--- Begin DATA EXCERPTS ---
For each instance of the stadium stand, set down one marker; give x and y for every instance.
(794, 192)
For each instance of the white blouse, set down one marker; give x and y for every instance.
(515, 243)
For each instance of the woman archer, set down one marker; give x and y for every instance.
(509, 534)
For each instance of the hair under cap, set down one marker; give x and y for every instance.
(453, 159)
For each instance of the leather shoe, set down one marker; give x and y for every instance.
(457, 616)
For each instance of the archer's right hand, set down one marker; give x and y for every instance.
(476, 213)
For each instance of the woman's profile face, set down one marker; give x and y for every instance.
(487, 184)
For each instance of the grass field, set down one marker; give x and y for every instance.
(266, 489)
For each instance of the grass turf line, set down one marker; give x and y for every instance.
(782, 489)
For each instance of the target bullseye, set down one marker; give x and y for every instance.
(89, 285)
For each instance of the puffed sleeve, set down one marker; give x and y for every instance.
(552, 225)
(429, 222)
--- End DATA EXCERPTS ---
# GIVEN INSTRUCTION:
Type out all of the material again, word for word.

# ANSWER TO THIS PROBLEM:
For each instance of the stadium stand, set down one marker; give x and y for every instance.
(794, 192)
For each instance of the white blouse, set down one marker; give x and y for every instance.
(515, 243)
For each instance of the woman archer, set down one marker; give x and y for every instance.
(509, 534)
For each instance of the hair under cap, set down one marker; give x and y for every instance.
(453, 159)
For each instance of the leather shoe, set down one marker; give x and y for every instance.
(457, 616)
For each instance of the archer's right hand, set down one marker; give x and y for every instance.
(476, 213)
For each instance of the woman's profile face, set down one marker; give x and y for every instance.
(487, 184)
For each instance of the grass field, set down one marker; give x and y for every instance.
(266, 489)
For each instance of the grass turf line, set down one marker; give x and y for every instance.
(782, 489)
For each instance of the target bullseye, set down one marker; give x and y for every instance.
(89, 285)
For each instance of the puffed sleeve, set down one marker; give x and y for every instance.
(552, 225)
(429, 222)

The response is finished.